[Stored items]

↓

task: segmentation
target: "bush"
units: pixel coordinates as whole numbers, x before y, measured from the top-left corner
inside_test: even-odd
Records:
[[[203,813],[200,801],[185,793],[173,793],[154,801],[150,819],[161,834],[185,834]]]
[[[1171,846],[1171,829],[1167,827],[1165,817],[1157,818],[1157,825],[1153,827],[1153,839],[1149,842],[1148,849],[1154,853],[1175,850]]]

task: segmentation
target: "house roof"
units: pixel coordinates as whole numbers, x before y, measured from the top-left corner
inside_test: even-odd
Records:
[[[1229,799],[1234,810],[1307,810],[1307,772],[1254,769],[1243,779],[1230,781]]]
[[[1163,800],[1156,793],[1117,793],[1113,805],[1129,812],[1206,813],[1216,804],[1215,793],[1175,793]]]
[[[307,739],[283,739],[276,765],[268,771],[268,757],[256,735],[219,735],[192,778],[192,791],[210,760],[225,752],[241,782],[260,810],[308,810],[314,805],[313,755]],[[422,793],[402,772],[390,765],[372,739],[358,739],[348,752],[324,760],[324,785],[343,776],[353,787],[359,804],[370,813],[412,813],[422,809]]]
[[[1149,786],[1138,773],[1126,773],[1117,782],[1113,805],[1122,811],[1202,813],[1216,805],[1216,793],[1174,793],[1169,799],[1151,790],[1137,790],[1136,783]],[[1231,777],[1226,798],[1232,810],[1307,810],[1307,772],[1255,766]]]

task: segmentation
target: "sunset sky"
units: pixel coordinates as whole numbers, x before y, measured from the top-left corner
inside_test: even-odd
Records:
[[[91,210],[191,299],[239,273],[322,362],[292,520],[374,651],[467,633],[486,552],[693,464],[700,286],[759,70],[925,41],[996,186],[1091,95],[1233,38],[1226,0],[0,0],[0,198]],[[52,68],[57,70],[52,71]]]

↑

◆ **Problem details**:
Transcribe the data word for word.

◆ **Written reply**:
task: segmentation
target: "bush"
units: pixel coordinates as whole numbers, x before y, measured from the top-left corner
inside_test: even-odd
Records:
[[[203,813],[200,801],[185,793],[173,793],[154,801],[150,819],[161,834],[185,834]]]
[[[1171,846],[1171,829],[1167,827],[1165,817],[1157,818],[1157,825],[1153,827],[1153,839],[1149,842],[1148,849],[1154,853],[1175,850]]]

task: segmentation
target: "house roof"
units: pixel coordinates as whole numbers, x before y, measured from the top-left corner
inside_test: even-odd
Records:
[[[1229,799],[1234,810],[1307,810],[1307,772],[1254,769],[1243,779],[1230,781]]]
[[[1163,800],[1156,793],[1117,793],[1113,805],[1129,812],[1206,813],[1216,804],[1215,793],[1175,793]]]
[[[307,739],[283,739],[276,765],[268,771],[268,757],[256,735],[219,735],[192,778],[192,791],[210,760],[225,752],[241,782],[260,810],[308,810],[314,805],[313,755]],[[422,793],[402,772],[390,765],[372,739],[358,739],[348,752],[324,760],[324,785],[343,776],[353,787],[359,804],[370,813],[412,813],[422,809]]]
[[[1149,786],[1138,773],[1126,773],[1117,782],[1113,805],[1122,811],[1202,813],[1216,805],[1216,793],[1174,793],[1169,799],[1151,790],[1137,790],[1136,783]],[[1231,777],[1226,798],[1232,810],[1307,810],[1307,772],[1255,766]]]

task: segmentation
target: "sunset sky"
units: pixel coordinates as whole numbers, x before y, measured from the top-left corner
inside_test: even-odd
Records:
[[[91,210],[191,299],[239,273],[322,362],[292,520],[374,651],[467,633],[486,552],[693,464],[700,286],[759,70],[925,41],[996,186],[1091,95],[1233,38],[1226,0],[0,0],[0,198]],[[52,68],[57,70],[52,71]]]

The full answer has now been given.